### WHAT YOU WILL DO
**A)** In the forum thread on a fast UTF "front" function, what change does Andrei recommend for minimum size?
**B)** Alter the forum thread on a fast UTF "front" function between "it would be" and "the speed etc.", inclusive, so that "basic" reads "minimal" each time it occurs, and give that passage.
**C)** Extend the forum thread on a fast UTF "front" function, starting right after its final sentence.

### TEXT EXCERPT
>>>

Andrei Alexandrescu <SeeWebsiteForEmail erdani.org> writes:

On 3/24/14, 1:56 AM, dnspies wrote:
 On Monday, 24 March 2014 at 08:06:53 UTC, dnspies wrote:
 On Sunday, 23 March 2014 at 21:23:18 UTC, Andrei Alexandrescu wrote:
 Here's a baseline: http://goo.gl/91vIGc. Destroy!

 Andrei

 Here's mine (the loop gets unrolled):

 dchar front(const char[] s) {
   assert(s.length > 0);
   byte c = s[0];
   dchar res = cast(ubyte)c;
   if(c >= 0) {
     return res;
   }
   c <<= 1;
   assert(c < 0);
   for(int i = 1; i < 4; i++) {
     assert(i < s.length);
     ubyte d = s[i];
     assert((d >> 6) == 0b10);
     res = (res << 8) | d;
     c <<= 1;
     if(c >= 0)
       return res;
   }
   assert(false);
 }

 Sorry, I misunderstood.  We only want the x's in the output. Here's my
 revised solution

 http://goo.gl/PL729J

That turned out quite large. -- Andrei

Mar 24 2014

Andrei Alexandrescu <SeeWebsiteForEmail erdani.org> writes:

On 3/24/14, 1:06 AM, dnspies wrote:
 On Sunday, 23 March 2014 at 21:23:18 UTC, Andrei Alexandrescu wrote:
 Here's a baseline: http://goo.gl/91vIGc. Destroy!

 Andrei

 Here's mine (the loop gets unrolled):

 dchar front(const char[] s) {
    assert(s.length > 0);
    byte c = s[0];
    dchar res = cast(ubyte)c;
    if(c >= 0) {
      return res;
    }
    c <<= 1;
    assert(c < 0);
    for(int i = 1; i < 4; i++) {
      assert(i < s.length);
      ubyte d = s[i];
      assert((d >> 6) == 0b10);
      res = (res << 8) | d;
      c <<= 1;
      if(c >= 0)
        return res;
    }
    assert(false);
 }

http://goo.gl/HBSv5T - looks nice! For minimum size replace the 
assert(false) with one inside the loop: http://goo.gl/eWs0ft

Andrei

Mar 24 2014

"monarch_dodra" <monarchdodra gmail.com> writes:

On Sunday, 23 March 2014 at 21:23:18 UTC, Andrei Alexandrescu 
wrote:
 Here's a baseline: http://goo.gl/91vIGc. Destroy!

 Andrei

Before we roll this out, could we discuss a strategy/guideline in 
regards to detecting and handling invalid UTF sequences?

Having a fast "front" is fine and all, but if it means your 
program asserting in release (or worst, silently corrupting 
memory) just because the client was trying to read a bad text 
file, I'm unsure this is acceptable.

Mar 24 2014

dennis luehring <dl.soluz gmx.net> writes:

Am 24.03.2014 10:02, schrieb monarch_dodra:
 Having a fast "front" is fine and all, but if it means your
 program asserting in release (or worst, silently corrupting
 memory) just because the client was trying to read a bad text
 file, I'm unsure this is acceptable.

it would be great to habe a "basic" form of this range that error 
behavior could be extended policy based / templates - the phobos version 
could extend the basic range with "prefered" error behavior - but the 
basic range is still able to read without checking - for example if i 
know that my input is 100% valid and i need the speed etc.

<<<

### COLLECTED DATA
>>>

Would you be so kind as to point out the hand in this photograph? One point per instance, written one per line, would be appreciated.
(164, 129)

<<<

### RESPONSES TO THE TASKS
**A)** Replace the assert(false) with an assert inside the loop.

**B)**
it would be great to habe a "minimal" form of this range that error 
behavior could be extended policy based / templates - the phobos version 
could extend the minimal range with "prefered" error behavior - but the 
minimal range is still able to read without checking - for example if i 
know that my input is 100% valid and i need the speed etc.

**C)**
Mar 24 2014

"Chris Williams" <yoreanon-chrisw yahoo.co.jp> writes:

On Monday, 24 March 2014 at 09:02:19 UTC, monarch_dodra wrote:
 On Sunday, 23 March 2014 at 21:23:18 UTC, Andrei Alexandrescu 
 wrote:
 Here's a baseline: http://goo.gl/91vIGc. Destroy!

 Andrei

 Before we roll this out, could we discuss a strategy/guideline 
 in regards to detecting and handling invalid UTF sequences?

 Having a fast "front" is fine and all, but if it means your 
 program asserting in release (or worst, silently corrupting 
 memory) just because the client was trying to read a bad text 
 file, I'm unsure this is acceptable.

As you'll note from the assembler, asserts are compiled out of 
release builds. Though if the goal of this little project is to 
create useful code for inclusion in a library, you would want to 
switch many of the asserts in the examples into "if (x) return 
0xfffd;". (Mine needs an assert/if in the loop to check for the 
proper bit markers).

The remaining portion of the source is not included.